▶ [EXCERPT]:
- Opening Delimiter -

Bounties for killing the eastern wolf started in the late 17th century and persisted until the animal disappeared, sometime in the late 19th century. Eastern mountain lion carcasses also reaped rewards. The last fisher was killed (as a chicken thief) just north of Bird-in-Hand, Lancaster County, according to Williams, and the beaver was gone by the early 1900s (though the Pennsylvania legislature quickly passed a law to protect them).
“The memory of the wild lands and wildlife that our grandparents saw as kids has ghosted away from us.”
Consider the Carolina parakeet. Native to Southeastern Pennsylvania, it was extinct by the 1930s, the last known individuals (Lady Jane and her mate, Incas) dying in a zoo in 1918. They were targeted by hunters, their habitats devastated by deforestation, said Williams, as was the heath hen, which went extinct when Booming Ben, the last male, died around 1932.
The lost species that moves Williams almost to tears is the passenger pigeon. Like chestnut trees, wiped out throughout their range by the 1950s, people thought passenger pigeons would be around forever until they weren’t.

- Closing Delimiter -

▶ [TASK TO CARRY OUT]:
Pick up the excerpt on Pennsylvania's vanished wildlife after its last sentence and keep it going. The rows have nothing to do with this.

▶ [DATASET EXTRACT]:

- Opening Delimiter -

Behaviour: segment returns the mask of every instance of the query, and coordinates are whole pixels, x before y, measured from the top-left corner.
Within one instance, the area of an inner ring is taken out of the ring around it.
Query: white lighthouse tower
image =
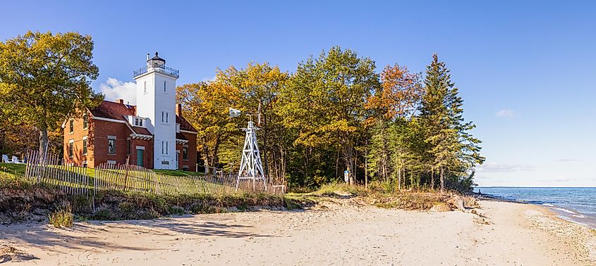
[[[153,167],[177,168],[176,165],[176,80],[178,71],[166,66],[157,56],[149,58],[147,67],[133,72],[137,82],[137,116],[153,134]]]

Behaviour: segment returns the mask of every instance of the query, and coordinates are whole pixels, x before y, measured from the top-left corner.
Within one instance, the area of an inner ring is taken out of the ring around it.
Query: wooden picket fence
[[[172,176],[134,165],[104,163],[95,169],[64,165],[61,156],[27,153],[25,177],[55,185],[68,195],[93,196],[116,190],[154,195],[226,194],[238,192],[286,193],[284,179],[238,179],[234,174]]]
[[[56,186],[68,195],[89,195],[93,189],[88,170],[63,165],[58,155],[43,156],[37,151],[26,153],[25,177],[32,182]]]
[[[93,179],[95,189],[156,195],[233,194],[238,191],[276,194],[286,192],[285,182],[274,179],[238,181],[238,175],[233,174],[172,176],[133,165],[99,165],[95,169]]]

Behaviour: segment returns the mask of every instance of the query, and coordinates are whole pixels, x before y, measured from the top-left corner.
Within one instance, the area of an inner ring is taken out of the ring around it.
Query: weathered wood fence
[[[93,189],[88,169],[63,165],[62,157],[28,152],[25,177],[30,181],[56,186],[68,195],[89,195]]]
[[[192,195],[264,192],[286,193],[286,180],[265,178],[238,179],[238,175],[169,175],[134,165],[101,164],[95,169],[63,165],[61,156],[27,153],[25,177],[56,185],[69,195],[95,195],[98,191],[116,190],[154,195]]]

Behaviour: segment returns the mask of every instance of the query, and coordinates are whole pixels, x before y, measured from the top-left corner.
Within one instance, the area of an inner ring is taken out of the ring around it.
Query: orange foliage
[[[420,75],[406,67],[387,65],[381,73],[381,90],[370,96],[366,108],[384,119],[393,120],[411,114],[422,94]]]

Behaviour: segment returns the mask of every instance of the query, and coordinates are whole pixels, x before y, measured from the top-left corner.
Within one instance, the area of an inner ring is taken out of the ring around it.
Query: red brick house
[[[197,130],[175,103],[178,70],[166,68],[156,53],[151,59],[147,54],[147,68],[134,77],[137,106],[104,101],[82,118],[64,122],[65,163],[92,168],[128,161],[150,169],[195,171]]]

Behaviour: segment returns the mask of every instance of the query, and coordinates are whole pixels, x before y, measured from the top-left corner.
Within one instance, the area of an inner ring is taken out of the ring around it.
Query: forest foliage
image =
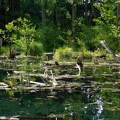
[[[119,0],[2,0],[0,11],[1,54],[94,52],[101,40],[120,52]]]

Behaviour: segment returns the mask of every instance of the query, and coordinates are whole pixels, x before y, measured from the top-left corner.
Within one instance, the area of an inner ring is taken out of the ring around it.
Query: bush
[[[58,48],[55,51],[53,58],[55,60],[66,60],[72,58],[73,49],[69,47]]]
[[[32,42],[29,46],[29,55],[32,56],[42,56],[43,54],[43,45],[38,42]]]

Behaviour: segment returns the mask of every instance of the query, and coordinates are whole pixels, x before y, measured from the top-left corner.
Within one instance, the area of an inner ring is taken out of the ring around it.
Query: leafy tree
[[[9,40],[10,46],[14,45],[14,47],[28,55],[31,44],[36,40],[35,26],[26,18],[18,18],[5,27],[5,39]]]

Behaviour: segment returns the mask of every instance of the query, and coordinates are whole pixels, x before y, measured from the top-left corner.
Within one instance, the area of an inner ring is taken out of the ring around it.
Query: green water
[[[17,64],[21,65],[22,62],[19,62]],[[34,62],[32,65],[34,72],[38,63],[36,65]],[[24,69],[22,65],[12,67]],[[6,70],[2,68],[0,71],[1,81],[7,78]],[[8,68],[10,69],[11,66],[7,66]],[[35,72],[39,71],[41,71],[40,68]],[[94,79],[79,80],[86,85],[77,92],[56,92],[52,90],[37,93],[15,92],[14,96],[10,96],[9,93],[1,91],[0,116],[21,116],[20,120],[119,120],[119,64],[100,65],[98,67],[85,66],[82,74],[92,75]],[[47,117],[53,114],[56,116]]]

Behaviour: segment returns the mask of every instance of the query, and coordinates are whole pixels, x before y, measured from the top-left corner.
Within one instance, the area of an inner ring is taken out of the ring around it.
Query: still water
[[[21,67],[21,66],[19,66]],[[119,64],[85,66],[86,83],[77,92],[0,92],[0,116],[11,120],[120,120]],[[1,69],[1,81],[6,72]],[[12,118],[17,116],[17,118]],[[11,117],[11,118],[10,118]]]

- Closing Delimiter -
- Opening Delimiter -

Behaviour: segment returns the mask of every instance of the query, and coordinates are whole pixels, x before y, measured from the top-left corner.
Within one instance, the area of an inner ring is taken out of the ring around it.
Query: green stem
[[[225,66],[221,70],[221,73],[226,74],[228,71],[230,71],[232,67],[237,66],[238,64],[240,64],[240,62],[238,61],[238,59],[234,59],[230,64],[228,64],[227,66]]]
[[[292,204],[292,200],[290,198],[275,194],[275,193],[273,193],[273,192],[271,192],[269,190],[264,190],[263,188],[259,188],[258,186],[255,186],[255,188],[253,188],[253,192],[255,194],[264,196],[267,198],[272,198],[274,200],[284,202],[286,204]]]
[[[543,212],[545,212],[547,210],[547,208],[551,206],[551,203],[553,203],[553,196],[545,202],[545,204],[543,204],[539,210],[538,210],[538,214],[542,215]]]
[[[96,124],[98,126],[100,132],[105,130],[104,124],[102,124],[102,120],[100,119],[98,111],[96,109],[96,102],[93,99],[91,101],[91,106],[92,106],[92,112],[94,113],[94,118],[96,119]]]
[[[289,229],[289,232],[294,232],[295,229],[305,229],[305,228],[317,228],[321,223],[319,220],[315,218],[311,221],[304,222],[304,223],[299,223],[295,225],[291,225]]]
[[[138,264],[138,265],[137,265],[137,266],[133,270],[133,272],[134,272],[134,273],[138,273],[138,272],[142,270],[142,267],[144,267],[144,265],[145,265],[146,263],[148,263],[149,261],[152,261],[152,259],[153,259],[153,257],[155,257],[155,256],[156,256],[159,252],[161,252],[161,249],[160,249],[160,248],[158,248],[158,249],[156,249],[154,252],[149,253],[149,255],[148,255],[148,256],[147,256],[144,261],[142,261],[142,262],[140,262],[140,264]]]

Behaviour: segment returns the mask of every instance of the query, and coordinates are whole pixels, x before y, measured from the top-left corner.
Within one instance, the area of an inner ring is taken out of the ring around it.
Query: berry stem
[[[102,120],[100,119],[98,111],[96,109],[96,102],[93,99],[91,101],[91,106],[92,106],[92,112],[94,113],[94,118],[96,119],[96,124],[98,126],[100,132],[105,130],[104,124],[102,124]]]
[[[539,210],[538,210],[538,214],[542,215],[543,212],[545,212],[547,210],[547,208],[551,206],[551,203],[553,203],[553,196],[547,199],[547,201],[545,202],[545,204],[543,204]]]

- Closing Delimiter -

▶ [ANSWER TO THIS TASK]:
There is a staggering amount of work still to be done — and the odds of saving most global species seem debatable at best. Within decades (in geological time, less than the blink of an eye), around one million species are at risk of extinction.
At the same time, a lively local conservation movement, birthed in large part by hunters and anglers, now under state supervision, has been instrumental in sparking the recovery of species on the brink.
That includes beavers (reintroduced to Pennsylvania in 1917), white-tailed deer (brought in from seven different states starting in 1917), elk, wild turkeys, osprey, peregrine falcons, otters, and fishers, Williams said.
Older generations looking at the biodiversity crisis, coupled and entwined with the staggering impacts of climate change, know these challenges can’t be complacently left to future generations to solve. Still, they can take inspiration from the ways in which many colleges and universities are meeting increased demand for courses and degrees focused on sustainability and the environmental sciences.
The popularity of a cross-divisional minor in sustainability studies at Villanova University is growing rapidly, said Francis A. Galgano, the geography professor who directs the program. He noted that his department, which also has a geography and environmental science major, has a total of almost 200 student majors.
For Villanova’s chief sustainability officer, Augustinian priest John Abubakar, faith adds another dimension to the science. “The intellect has to be there, but also the heart has to be converted.”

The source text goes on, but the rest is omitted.